(Extracted records)
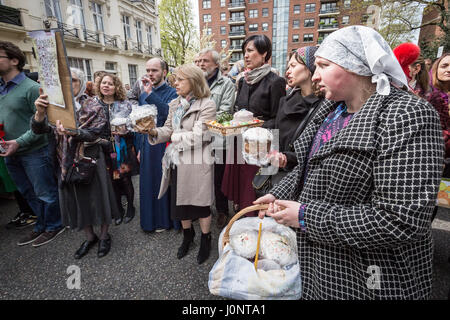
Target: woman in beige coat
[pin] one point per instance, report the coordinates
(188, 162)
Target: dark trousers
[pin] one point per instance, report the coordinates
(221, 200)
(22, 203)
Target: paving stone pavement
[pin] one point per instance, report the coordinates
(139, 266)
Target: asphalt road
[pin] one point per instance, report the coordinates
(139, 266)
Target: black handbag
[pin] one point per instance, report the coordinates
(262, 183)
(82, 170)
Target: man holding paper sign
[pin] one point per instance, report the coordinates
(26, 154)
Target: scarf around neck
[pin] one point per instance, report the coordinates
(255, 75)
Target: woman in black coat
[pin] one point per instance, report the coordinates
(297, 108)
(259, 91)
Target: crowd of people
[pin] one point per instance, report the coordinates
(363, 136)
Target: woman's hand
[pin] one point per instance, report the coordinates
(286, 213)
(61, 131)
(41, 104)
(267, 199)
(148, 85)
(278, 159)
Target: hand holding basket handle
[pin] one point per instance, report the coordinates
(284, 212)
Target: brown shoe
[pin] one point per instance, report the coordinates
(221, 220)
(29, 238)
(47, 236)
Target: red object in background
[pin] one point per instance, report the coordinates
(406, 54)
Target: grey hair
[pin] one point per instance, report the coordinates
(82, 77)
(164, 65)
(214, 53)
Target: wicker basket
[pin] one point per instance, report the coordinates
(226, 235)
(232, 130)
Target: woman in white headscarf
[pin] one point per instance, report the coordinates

(Work to be completed) Put every line of the listing above into a JSON list of strings, one string per line, skipping blank lines. Leave the picture out of the list.

(Expected answer)
[
  "Target: woman in beige coat",
  "[pin] one point per instance, report the coordinates",
  "(188, 162)",
  "Target: dark trousers",
  "[pin] one point per instance, report the coordinates",
  "(221, 200)",
  "(22, 203)",
  "Target: paving stone pavement",
  "[pin] one point per instance, report the coordinates",
  "(139, 266)",
  "Target: asphalt road",
  "[pin] one point per instance, report the coordinates",
  "(139, 266)",
  "Target: black handbag",
  "[pin] one point per instance, report the coordinates",
  "(262, 183)",
  "(82, 170)",
  "Target: man holding paper sign",
  "[pin] one point per instance, report the coordinates",
  "(26, 154)",
  "Target: scarf around neck",
  "[pin] one point per instance, report the coordinates",
  "(255, 75)",
  "Target: woman in black coat",
  "[pin] one point per instance, report the coordinates",
  "(297, 108)",
  "(259, 91)",
  "Target: crowd of people",
  "[pin] one point per instance, report the coordinates",
  "(363, 136)",
  "Target: woman's hand",
  "[pin] one point per instance, report the coordinates",
  "(286, 213)",
  "(61, 131)",
  "(41, 104)",
  "(267, 199)",
  "(148, 85)",
  "(278, 159)",
  "Target: hand holding basket handle",
  "[pin] one point per instance, report the coordinates",
  "(284, 212)",
  "Target: brown shoe",
  "[pin] one point per instance, report the coordinates",
  "(221, 220)",
  "(29, 238)",
  "(47, 236)",
  "Target: red object in background",
  "[pin] one point per instance, report the coordinates",
  "(406, 54)",
  "Target: grey hair",
  "[pin] one point per instance, report the coordinates",
  "(82, 77)",
  "(164, 65)",
  "(214, 53)",
  "Target: wicker basket",
  "[pin] one point per instance, report the coordinates",
  "(226, 235)",
  "(232, 130)",
  "Target: woman in white headscarf",
  "[pin] one point per instance, report the coordinates"
]